··· INFORMATION ···

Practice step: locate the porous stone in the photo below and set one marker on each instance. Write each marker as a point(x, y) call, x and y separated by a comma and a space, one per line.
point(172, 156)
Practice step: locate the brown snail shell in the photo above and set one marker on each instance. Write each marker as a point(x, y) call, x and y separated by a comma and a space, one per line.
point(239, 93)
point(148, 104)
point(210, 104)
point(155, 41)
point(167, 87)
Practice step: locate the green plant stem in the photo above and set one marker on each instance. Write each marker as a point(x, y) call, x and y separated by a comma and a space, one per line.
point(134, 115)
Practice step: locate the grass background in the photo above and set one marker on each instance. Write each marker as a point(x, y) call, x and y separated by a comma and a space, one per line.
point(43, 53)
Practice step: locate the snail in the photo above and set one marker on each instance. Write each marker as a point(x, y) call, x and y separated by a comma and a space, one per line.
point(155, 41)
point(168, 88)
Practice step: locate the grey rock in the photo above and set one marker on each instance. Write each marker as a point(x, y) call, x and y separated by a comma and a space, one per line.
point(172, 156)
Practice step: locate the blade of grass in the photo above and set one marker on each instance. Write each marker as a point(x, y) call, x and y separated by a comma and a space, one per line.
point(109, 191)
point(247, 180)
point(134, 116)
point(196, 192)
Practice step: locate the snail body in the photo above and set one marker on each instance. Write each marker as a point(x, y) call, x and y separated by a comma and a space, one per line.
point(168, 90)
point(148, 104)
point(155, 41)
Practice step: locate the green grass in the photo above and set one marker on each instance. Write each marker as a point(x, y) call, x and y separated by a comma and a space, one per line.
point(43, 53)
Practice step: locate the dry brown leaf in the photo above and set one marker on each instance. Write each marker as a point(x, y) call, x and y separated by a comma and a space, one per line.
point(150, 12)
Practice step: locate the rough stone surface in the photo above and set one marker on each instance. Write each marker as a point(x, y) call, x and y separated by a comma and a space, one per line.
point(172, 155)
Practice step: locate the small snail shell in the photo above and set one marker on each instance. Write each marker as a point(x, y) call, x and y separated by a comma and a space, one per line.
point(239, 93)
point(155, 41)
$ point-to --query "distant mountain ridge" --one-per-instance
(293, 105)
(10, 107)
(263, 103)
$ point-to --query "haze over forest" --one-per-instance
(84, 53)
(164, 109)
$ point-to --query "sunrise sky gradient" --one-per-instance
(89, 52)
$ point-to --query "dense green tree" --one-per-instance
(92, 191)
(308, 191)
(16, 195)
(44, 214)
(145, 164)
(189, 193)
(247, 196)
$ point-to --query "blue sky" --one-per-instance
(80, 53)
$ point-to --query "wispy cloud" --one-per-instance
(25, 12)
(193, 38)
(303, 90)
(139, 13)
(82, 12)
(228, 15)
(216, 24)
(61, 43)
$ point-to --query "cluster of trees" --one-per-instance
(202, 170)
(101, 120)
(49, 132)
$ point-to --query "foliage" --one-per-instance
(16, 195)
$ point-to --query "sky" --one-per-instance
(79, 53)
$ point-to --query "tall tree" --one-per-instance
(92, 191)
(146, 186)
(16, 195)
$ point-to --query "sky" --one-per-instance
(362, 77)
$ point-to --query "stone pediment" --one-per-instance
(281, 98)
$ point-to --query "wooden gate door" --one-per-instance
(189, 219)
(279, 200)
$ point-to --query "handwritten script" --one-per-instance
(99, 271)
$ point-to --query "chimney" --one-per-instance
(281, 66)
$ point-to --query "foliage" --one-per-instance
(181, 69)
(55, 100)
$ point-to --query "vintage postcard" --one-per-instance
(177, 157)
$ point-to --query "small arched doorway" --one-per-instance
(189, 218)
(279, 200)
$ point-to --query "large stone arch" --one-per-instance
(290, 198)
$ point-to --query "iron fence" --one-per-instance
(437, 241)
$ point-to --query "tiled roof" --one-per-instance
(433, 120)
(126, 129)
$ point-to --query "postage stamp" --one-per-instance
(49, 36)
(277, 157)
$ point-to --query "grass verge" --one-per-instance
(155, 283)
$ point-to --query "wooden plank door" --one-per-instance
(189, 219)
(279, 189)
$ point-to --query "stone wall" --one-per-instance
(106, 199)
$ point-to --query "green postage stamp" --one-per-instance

···

▶ AIM OF THE TASK: Copy out the material in its entirety. Keep it exact.

▶ ANSWER FOR THIS EXERCISE:
Practice step: locate the porous stone in the photo below and set one marker on each instance. Write each marker as a point(x, y) call, x and y separated by a comma and a space, one per line.
point(172, 156)
Practice step: locate the brown snail shell in the photo above and set one marker on each instance. Write each marker as a point(x, y) call, x and y separated by a comma and a space, one per line.
point(239, 93)
point(148, 104)
point(210, 104)
point(155, 41)
point(167, 87)
Practice step: locate the green plant stem in the photo above and set one marker on each instance. Write each marker as a point(x, y) call, x and y separated by a comma and a space, one per line.
point(134, 115)
Practice step: locate the grass background in the photo above and set one marker on each instance. Write each marker as a point(x, y) call, x and y separated by a comma and a space, one per line.
point(43, 53)
Practice step: locate the snail in the photo above and set one marker on each instance. Write each marker as a point(x, y) call, x and y separated by a comma and a space, one per line.
point(155, 41)
point(168, 88)
Practice step: locate the grey rock in the photo above and set one marker on each instance. Write each marker as a point(x, y) call, x and y separated by a comma and a space, one per line.
point(172, 156)
Practice step: locate the blade of grass in the photo above and set one marker on each instance. Write each marker as a point(x, y) call, x and y separated by a comma and a space, one per line.
point(109, 191)
point(247, 180)
point(134, 116)
point(196, 192)
Practice step: locate the snail body in the photo above and set one marker on each instance. Write each marker as a point(x, y) call, x and y separated by a comma and a space, one per line.
point(168, 90)
point(148, 104)
point(155, 41)
Practice step: locate the green grass in the photo above and set one marker on each instance. Write each marker as a point(x, y) call, x and y separated by a comma and a space, one per line.
point(43, 53)
Practice step: locate the dry brown leaf in the photo above and set one marker on each instance. Write each marker as a point(x, y) call, x and y separated by a comma and a space, one per line.
point(150, 12)
Practice step: locate the rough stone surface in the photo above and set one marker on each instance. Write each marker as a point(x, y) call, x and y separated by a comma and a space, one per line.
point(172, 155)
Practice step: locate the small snail shell in the photo above and set one marker on each instance. Write each marker as a point(x, y) call, x and y separated by a comma and a space, one per line.
point(239, 93)
point(155, 41)
$ point-to --query "distant mountain ridge" --one-per-instance
(293, 105)
(10, 107)
(263, 103)
$ point-to --query "haze over forest" --one-per-instance
(84, 53)
(164, 109)
$ point-to --query "sunrise sky gradient" --one-per-instance
(89, 52)
$ point-to --query "dense green tree" --one-per-instance
(92, 191)
(308, 191)
(16, 195)
(44, 214)
(145, 164)
(189, 193)
(247, 196)
$ point-to --query "blue sky" --one-per-instance
(80, 53)
$ point-to --query "wispy cloud" --one-per-instance
(25, 12)
(193, 38)
(303, 90)
(139, 13)
(82, 12)
(228, 15)
(216, 24)
(61, 43)
$ point-to --query "cluster of trees" --one-per-instance
(202, 170)
(101, 120)
(49, 132)
$ point-to --query "foliage" --one-per-instance
(16, 195)
$ point-to --query "sky" --one-per-instance
(79, 53)
$ point-to --query "tall tree" --one-per-instance
(92, 191)
(146, 186)
(16, 195)
$ point-to --query "sky" --one-per-instance
(362, 77)
$ point-to --query "stone pediment" --one-per-instance
(281, 98)
$ point-to --query "wooden gate door" --one-per-instance
(189, 219)
(279, 200)
$ point-to --query "handwritten script" --one-per-instance
(99, 271)
$ point-to --query "chimney" --one-per-instance
(281, 66)
$ point-to --query "foliage" --one-per-instance
(181, 69)
(55, 100)
$ point-to --query "vintage postcard" --one-per-instance
(177, 157)
$ point-to --query "small arched doorway" --one-per-instance
(189, 218)
(279, 200)
$ point-to --query "large stone arch" --one-per-instance
(290, 198)
$ point-to --query "iron fence" --one-per-instance
(437, 241)
$ point-to --query "tiled roof" --one-per-instance
(433, 120)
(126, 129)
$ point-to --query "postage stamp" --one-per-instance
(49, 36)
(277, 157)
$ point-to --query "grass verge" --one-per-instance
(155, 283)
$ point-to --query "wooden plank door" --one-per-instance
(189, 219)
(279, 189)
$ point-to --query "stone wall" --one-per-instance
(106, 199)
$ point-to --query "green postage stamp" --one-per-instance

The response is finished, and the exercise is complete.